START Text segment

As such, Zach appropriately named his business after the agricultural pollinator, and opened Humblebee Coffee in 2013. “I was a barista and owner of a successful café in Subiaco, but I wanted to get into roasting. I took some courses, including Q Grading, and practised roasting at home for three years before I finally took the plunge. Now I focus on serving quality coffee on a Giesen W1 roaster and UG 15-kilogram Probat,” says Zach.

At the time of print, Zach had received single origin micro lots from Colombia La Palma and El Tucán, Mexican Terruño Nayarita and Ethiopian Yirgacheffe Wote. These coffees are used as single origins for espresso and filter options. Zach serves its Coogee House blend on a La Marzocco GB5. It currently contains beans from Brazil Sertaozinho, a red bourbon pulped-natural, and El Salvador’s Finca El Manzano Bourbon Natural processed.

“This blend is heightened by flavours including sweet bread pastry, milk chocolate and dark plum,” says Zach.

Humblebee Coffee also serves pour over with Kalita, and Aeropress. “We’re trying to push our filter coffee offerings to open people’s eyes about the different brew methods. “We’re hearing lots of positive feedback from customers,” says Zach. “I love seeing people’s reactions when they try a great coffee and say ‘I wasn’t aware coffee could taste so good.’”

The café design is inspired from Zach’s travels to micro roasters in San Francisco and Scandinavia. “I went overseas for inspiration and came back motivated to continue my coffee career,” says Zach. “What I love about the industry is that I’m continually learning. The more you get involved, the more there is to learn.”

END Text segment
START Supplied material

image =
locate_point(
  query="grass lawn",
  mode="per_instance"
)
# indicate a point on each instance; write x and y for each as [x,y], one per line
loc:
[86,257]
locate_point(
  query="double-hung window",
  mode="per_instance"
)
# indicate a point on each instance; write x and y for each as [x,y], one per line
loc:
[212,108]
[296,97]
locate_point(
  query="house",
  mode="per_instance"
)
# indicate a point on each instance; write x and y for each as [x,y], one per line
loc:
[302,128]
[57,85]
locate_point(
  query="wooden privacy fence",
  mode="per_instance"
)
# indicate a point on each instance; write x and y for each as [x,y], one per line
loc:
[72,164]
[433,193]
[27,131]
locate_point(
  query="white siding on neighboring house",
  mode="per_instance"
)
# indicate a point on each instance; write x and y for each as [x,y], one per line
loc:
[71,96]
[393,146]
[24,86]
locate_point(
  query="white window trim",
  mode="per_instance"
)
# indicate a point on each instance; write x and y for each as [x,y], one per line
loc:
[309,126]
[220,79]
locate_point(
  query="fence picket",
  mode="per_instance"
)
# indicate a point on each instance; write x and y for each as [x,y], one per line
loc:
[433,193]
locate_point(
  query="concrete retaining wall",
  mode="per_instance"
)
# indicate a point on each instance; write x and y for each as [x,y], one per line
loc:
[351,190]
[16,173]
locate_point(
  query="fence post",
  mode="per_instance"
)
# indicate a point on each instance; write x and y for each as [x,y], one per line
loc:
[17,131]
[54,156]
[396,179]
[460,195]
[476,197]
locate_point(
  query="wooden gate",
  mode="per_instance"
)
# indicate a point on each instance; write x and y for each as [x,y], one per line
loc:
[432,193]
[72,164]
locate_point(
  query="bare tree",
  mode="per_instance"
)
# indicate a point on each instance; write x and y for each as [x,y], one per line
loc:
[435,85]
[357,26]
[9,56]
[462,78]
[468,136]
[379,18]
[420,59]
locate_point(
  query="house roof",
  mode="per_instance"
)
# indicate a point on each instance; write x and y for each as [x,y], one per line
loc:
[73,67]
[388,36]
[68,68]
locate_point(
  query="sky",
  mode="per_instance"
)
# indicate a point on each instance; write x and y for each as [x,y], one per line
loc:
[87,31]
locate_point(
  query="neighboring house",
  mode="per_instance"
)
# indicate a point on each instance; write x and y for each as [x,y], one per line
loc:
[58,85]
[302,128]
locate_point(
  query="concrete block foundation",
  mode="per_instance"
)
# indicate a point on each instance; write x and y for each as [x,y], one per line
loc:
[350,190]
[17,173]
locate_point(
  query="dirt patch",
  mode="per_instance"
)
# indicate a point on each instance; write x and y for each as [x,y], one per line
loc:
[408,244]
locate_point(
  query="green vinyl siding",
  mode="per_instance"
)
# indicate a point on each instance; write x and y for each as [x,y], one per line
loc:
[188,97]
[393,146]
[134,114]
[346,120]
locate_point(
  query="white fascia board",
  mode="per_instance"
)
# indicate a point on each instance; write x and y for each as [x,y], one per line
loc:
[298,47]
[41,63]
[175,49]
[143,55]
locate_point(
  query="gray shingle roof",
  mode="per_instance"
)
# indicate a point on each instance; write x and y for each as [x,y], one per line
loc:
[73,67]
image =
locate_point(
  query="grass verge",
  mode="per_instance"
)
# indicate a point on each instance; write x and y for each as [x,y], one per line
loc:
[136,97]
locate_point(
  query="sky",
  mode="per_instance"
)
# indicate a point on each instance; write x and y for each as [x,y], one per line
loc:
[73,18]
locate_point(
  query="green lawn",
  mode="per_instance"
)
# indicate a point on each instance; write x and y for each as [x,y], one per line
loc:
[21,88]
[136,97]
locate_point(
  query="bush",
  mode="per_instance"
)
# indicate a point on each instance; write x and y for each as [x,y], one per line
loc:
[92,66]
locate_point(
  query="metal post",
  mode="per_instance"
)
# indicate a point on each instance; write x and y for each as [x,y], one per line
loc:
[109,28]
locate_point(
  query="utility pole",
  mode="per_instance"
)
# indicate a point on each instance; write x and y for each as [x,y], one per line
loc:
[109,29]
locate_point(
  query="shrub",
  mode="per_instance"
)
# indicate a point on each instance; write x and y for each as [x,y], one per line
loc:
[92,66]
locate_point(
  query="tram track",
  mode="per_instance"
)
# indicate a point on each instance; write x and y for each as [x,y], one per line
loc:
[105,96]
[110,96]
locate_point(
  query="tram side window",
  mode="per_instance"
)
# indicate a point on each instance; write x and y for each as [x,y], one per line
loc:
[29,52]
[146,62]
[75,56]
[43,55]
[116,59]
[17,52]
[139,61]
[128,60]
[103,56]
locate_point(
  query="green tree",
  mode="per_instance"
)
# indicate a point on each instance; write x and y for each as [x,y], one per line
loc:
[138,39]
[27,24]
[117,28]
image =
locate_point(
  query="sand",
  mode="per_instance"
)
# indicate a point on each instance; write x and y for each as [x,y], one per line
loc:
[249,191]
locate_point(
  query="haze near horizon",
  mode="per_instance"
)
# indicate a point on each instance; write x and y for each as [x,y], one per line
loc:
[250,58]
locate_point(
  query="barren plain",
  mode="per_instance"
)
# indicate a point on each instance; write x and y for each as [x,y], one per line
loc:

END Supplied material

● **Challenges**
1 – Which flavors does the Humblebee Coffee text say heighten the Coogee House blend? List them all.
2 – Copy out each line of the records in which the string "tram" appears.

● **Results**
1 –
- sweet bread pastry
- milk chocolate
- dark plum

2 –
  query="tram track",
  query="tram side window",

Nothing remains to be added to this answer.